PAGE EXCERPT:

═══

Amidst excited whispers, a revolution takes root on the school playground, as Zsófi and Liza pass on their plot to humiliate their choir teacher. On competition day, she is totally unprepared as her students, following the downbeat, all begin to lip sync in unison. The effect is hilarious, as the choir’s façade of flawlessness comes crashing down – the parents looking perplexed and amused, and Miss Erika storming off stage like a riled empress. Sabotage has never felt so pure of heart. Only after their teacher has left do the students begin to sing, all together, the beautiful sound now purged of ugly secrets. The message of “Sing” is simple, universal, and relevant to a current social landscape ridden with divisions, deceptions, and abusive authority. It reminds us that succeeding together is more important than allowing the best to excel at others’ expense. It is also a fable about refusing to hide the truth to achieve the desired result and refusing to be silenced by fear. In a true and vibrant choir, every voice counts.

“Silent Nights” (Denmark), by Aske Bang

Though it tries to condense too much dramatic conflict into its short time span, “Silent Nights” deserves ample credit for boldly broaching the poverty, racism, and extreme hardship faced by Europe’s migrants. The film follows a young Danish woman, Inger, volunteering at a shelter in Copenhagen, where she meets and falls in love with Kwame, an undocumented Ghanaian refugee. Kwame leads a poverty-stricken life, often forced to sleep outside in the bitter cold and harassed by local racists as he collects empty bottles in the streets for money. Our sympathy for him is conflicted, however, as he begins a relationship with Inger without telling her he has a wife and three kids back in Ghana.

═══

PROVIDED DATA:
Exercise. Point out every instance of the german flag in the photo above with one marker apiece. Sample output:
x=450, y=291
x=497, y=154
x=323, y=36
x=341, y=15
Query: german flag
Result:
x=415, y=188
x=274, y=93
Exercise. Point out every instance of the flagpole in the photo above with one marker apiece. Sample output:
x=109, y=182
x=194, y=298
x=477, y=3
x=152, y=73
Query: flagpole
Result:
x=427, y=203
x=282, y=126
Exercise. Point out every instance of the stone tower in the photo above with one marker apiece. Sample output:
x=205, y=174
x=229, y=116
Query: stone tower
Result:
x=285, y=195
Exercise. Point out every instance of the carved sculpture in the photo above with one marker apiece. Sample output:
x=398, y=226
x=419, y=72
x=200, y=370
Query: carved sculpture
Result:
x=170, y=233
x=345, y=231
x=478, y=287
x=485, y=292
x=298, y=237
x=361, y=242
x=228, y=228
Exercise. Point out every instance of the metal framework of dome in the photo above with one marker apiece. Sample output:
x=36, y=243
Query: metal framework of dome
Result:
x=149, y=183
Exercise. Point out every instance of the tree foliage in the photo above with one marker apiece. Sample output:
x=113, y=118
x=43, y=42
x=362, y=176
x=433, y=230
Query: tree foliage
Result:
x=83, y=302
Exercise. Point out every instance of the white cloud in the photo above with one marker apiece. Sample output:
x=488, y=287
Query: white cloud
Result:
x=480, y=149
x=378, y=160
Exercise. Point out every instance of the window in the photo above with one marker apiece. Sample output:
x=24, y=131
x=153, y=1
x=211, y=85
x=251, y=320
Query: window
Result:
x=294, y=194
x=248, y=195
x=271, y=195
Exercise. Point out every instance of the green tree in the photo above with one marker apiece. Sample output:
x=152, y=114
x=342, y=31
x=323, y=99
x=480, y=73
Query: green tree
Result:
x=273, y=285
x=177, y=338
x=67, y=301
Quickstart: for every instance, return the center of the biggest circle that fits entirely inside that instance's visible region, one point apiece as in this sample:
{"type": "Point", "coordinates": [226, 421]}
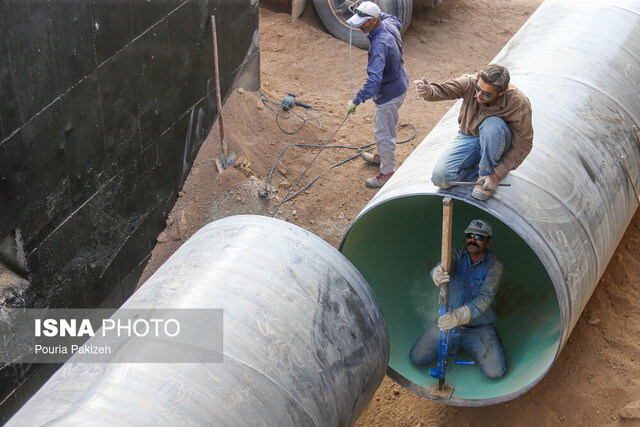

═══

WHAT TO PRODUCE: Resume the short-film reviews from the point where they stop. The records are separate from the short-film reviews.

RESPONSE TO THIS TASK:
Though the ending is technically a happy one – Inger forgives Kwame for keeping his family life a secret and provides him with enough money to return home – it is too hastily resolved to resonate with the audience like it should. The fictional love story ultimately detracts from, rather than heightens, the film’s greatest strength: its authentic portrait of immigrants in Denmark. In the scenes at the homeless shelter, most of the film’s extras were actual refugees living there. Prior to writing the script, director Aske Bang had talked to many of them and learned their stories. His inspiration for “Silent Nights,” he said, was walking through the streets of Copenhagen and seeing immigrants collecting bottles and “living like ghosts” as people passed by. The documentary dimension of his film might have gripped us with greater force, however, had it not fallen through the quicksand of ineffectual melodrama.

“Timecode” (Spain), by Juanjo Giménez

“Timecode” has convinced us once and for all that there is no better antidote to boredom than bizarreness. Juanjo Giménez choreographs a novel twist on romantic comedy with his tale of two security guards, Luna and Diego, who alternate shifts at a parking garage. Exchanging no more than “hellos” and “byes” as they clock in and out, Luna suddenly gets a complaint from a car owner about a broken taillight. As she runs through the tapes to find the culprit, she stumbles upon a surreal and comical surprise: Diego, it turns out, passes his time performing dance routines inside the parking complex and accidentally knocked out the taillight executing one of his stunts.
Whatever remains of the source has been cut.